■ **Work to be completed**:
Please find every line in the data below that contains the word "bird" and copy each one out in full. Case counts when matching.

■ **Record excerpts**:
---

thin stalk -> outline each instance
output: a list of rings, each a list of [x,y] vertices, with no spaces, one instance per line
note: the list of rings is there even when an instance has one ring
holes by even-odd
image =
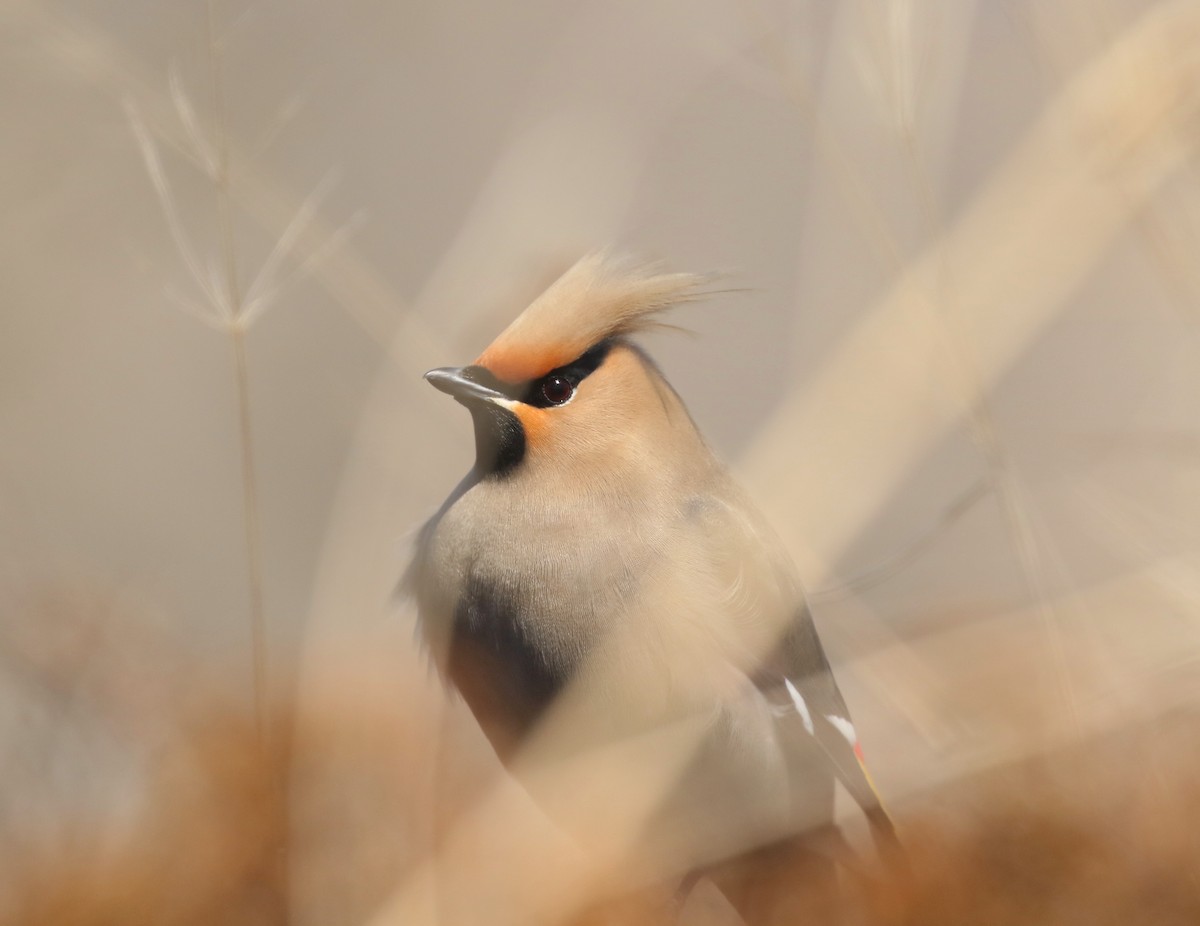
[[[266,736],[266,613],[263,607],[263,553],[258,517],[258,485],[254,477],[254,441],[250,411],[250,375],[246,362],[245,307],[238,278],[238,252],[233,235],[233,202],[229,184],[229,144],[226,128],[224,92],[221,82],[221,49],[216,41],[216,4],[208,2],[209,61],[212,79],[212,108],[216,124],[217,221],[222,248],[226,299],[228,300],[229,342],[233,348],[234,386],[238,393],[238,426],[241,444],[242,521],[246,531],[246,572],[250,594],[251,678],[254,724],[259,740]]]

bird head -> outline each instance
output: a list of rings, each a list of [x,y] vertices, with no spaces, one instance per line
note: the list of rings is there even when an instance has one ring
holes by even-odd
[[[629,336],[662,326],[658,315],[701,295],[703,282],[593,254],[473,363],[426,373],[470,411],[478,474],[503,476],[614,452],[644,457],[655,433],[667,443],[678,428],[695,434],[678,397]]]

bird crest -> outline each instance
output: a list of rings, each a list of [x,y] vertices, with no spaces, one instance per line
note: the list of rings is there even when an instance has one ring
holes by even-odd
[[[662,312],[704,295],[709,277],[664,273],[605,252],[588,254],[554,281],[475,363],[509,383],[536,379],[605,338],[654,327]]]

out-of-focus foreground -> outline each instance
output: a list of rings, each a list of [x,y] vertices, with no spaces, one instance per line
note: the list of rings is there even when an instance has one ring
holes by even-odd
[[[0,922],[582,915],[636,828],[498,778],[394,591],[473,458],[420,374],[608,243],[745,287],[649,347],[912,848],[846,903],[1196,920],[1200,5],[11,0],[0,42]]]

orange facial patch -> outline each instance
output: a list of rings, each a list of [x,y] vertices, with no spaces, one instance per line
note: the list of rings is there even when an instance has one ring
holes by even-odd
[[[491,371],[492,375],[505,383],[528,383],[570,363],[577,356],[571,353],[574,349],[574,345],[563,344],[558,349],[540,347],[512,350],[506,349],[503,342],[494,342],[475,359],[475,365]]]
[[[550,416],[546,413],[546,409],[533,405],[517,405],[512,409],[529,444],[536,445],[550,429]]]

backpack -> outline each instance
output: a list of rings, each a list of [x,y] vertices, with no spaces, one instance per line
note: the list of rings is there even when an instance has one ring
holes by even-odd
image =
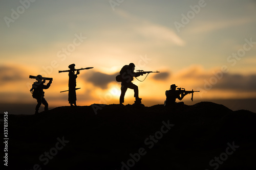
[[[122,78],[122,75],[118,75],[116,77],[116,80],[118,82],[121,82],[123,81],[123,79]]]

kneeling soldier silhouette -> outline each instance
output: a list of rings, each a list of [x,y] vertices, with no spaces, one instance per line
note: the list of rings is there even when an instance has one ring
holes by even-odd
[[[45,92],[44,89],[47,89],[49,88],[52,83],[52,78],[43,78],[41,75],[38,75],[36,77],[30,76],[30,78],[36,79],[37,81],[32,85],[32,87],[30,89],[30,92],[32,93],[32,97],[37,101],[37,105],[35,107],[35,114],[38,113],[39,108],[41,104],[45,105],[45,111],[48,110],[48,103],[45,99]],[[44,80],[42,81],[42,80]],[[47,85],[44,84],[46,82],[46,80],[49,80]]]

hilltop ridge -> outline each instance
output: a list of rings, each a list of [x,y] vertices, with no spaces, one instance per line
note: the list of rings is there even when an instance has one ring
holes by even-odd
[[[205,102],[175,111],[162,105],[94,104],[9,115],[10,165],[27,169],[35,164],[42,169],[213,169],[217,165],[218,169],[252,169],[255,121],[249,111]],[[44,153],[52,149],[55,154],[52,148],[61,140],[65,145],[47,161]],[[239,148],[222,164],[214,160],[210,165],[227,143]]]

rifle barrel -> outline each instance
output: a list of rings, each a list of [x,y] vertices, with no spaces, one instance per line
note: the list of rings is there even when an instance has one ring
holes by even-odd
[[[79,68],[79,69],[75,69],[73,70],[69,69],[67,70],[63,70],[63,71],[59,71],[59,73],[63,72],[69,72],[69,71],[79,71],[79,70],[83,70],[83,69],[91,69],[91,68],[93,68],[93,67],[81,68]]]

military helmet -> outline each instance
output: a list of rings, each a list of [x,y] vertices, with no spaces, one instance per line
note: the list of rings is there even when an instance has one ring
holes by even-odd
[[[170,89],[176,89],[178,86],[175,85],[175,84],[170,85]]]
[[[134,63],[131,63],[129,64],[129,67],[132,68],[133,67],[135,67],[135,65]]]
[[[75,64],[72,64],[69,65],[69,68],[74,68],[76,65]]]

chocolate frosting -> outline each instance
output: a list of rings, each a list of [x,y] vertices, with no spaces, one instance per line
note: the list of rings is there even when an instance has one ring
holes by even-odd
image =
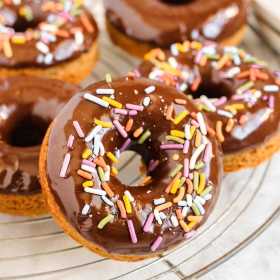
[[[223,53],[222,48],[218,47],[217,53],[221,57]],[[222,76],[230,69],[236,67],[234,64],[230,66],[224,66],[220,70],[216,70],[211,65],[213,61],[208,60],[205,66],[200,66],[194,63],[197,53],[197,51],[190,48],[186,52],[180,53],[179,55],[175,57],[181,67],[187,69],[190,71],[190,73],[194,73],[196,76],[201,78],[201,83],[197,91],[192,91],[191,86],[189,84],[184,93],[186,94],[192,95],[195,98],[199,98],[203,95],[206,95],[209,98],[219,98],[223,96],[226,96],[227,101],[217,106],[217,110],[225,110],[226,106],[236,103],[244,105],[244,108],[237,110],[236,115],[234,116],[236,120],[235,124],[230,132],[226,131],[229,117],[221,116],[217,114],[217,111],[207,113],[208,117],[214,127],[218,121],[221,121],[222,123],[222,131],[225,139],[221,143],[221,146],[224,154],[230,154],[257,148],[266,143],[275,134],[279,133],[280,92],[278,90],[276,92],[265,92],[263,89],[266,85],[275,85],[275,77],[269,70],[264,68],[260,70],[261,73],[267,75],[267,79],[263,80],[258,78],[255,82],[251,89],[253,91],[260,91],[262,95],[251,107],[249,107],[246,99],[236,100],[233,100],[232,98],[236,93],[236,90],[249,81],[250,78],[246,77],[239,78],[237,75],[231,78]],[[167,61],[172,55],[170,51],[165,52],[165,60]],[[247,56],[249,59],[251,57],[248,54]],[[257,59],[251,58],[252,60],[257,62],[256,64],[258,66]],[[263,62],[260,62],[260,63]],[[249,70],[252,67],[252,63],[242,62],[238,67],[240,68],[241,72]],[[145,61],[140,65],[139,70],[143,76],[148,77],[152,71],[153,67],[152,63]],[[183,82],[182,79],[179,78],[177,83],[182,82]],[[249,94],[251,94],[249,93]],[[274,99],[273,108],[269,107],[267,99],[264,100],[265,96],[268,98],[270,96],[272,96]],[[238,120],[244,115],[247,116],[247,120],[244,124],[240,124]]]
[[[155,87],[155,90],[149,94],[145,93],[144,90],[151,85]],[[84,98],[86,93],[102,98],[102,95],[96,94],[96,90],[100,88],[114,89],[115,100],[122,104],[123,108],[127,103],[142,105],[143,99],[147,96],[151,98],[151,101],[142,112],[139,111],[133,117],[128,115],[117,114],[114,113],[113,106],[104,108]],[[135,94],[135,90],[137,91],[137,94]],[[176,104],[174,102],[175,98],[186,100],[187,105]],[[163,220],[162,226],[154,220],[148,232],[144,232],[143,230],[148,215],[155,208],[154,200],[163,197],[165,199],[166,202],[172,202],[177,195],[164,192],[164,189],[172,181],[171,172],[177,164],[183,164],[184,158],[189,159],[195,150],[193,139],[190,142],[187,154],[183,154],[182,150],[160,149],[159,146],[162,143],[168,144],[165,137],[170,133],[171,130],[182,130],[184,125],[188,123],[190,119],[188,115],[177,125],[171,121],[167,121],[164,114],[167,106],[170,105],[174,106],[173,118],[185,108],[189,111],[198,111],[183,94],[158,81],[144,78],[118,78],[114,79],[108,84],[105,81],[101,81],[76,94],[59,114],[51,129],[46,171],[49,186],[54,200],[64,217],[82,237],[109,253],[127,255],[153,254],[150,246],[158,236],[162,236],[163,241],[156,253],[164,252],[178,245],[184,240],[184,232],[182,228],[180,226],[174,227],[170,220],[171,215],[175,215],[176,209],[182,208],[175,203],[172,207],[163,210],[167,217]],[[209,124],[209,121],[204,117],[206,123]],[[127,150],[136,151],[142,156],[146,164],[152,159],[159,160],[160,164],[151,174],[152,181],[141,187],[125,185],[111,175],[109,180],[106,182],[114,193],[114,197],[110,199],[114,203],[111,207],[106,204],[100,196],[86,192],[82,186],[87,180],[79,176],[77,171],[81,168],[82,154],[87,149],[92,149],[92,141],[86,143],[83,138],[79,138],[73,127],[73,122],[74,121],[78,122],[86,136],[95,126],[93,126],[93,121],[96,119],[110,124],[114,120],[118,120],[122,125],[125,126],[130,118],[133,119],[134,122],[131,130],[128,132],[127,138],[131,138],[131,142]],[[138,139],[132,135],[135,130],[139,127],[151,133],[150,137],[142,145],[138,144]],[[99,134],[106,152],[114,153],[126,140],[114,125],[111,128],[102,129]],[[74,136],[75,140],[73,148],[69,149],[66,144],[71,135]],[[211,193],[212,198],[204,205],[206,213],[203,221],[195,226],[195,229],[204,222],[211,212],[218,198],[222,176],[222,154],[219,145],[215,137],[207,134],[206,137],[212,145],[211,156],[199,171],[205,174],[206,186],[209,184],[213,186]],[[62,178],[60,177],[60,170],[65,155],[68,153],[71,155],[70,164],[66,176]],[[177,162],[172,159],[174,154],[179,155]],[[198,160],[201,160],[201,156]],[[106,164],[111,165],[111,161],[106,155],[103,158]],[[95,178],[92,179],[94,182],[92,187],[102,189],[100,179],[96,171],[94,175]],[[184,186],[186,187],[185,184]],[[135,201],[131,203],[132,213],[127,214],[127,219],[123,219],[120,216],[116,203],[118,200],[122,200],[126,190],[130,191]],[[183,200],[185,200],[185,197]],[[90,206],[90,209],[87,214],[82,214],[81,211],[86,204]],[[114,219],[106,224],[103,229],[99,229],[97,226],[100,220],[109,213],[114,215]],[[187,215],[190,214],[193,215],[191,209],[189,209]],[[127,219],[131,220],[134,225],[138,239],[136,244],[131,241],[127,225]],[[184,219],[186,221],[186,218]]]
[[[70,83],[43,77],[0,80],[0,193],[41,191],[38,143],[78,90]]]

---

■ **Solution to this exercise**:
bird head -> outline each instance
bird crest -> outline each instance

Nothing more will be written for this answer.